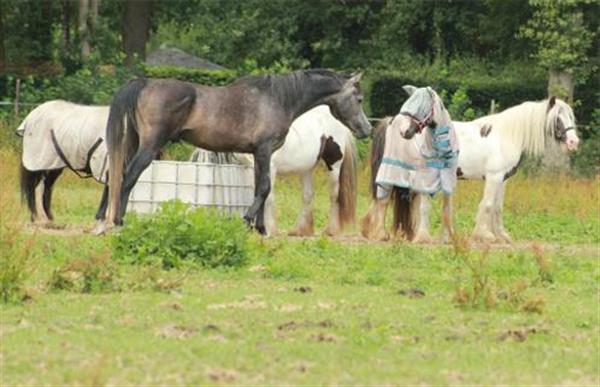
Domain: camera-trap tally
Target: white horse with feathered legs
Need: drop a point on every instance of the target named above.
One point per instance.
(314, 136)
(413, 155)
(491, 148)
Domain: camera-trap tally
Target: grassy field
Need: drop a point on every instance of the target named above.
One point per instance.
(312, 311)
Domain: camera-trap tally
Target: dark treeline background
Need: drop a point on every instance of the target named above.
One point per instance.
(473, 51)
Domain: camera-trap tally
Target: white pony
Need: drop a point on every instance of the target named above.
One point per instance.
(314, 136)
(413, 155)
(491, 148)
(58, 135)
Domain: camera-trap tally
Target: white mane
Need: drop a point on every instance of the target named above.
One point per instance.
(527, 126)
(70, 116)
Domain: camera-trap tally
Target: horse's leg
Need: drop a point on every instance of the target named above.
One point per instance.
(40, 218)
(501, 233)
(270, 209)
(483, 231)
(422, 234)
(447, 218)
(333, 226)
(140, 161)
(101, 213)
(262, 164)
(305, 225)
(49, 181)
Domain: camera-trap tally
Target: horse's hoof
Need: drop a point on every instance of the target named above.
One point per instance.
(503, 237)
(262, 230)
(300, 231)
(483, 237)
(331, 232)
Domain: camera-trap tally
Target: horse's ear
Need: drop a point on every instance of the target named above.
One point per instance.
(410, 89)
(354, 79)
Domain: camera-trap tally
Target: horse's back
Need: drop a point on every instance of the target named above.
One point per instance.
(75, 128)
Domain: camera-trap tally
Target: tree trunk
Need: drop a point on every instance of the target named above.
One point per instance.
(136, 28)
(560, 84)
(2, 51)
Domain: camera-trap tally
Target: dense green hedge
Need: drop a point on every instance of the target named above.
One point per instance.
(387, 95)
(202, 76)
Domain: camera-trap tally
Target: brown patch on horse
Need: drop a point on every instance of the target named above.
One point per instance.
(513, 170)
(485, 130)
(330, 151)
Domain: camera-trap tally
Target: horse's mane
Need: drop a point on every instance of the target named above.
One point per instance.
(526, 126)
(70, 114)
(377, 147)
(286, 87)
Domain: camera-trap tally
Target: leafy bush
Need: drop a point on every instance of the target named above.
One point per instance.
(586, 161)
(14, 266)
(178, 235)
(202, 76)
(508, 85)
(93, 275)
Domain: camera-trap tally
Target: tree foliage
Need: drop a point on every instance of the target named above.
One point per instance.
(562, 39)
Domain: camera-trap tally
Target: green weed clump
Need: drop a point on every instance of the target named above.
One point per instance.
(94, 275)
(178, 235)
(15, 244)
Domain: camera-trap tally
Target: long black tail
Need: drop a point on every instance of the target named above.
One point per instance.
(30, 180)
(122, 140)
(402, 197)
(377, 151)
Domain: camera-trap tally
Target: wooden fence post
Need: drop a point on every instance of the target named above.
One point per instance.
(17, 95)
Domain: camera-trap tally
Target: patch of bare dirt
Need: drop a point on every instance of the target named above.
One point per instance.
(293, 325)
(176, 331)
(412, 293)
(248, 302)
(588, 249)
(303, 289)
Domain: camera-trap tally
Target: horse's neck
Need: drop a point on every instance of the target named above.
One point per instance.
(524, 128)
(314, 93)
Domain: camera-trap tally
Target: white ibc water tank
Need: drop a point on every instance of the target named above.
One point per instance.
(227, 187)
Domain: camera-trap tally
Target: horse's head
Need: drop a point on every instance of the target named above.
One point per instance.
(423, 108)
(561, 121)
(346, 106)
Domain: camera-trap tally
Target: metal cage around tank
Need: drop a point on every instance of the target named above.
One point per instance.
(227, 187)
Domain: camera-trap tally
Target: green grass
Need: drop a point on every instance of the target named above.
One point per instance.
(315, 311)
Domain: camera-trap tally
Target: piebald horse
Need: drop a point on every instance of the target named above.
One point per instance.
(252, 115)
(492, 147)
(413, 155)
(315, 136)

_ _ _ _ _ _ _

*To do:*
Which lines in the material above contain the word "green"? Report each of them in full.

*Result of the task:*
Target: dense green hedge
Target: green weed clump
Target: green grass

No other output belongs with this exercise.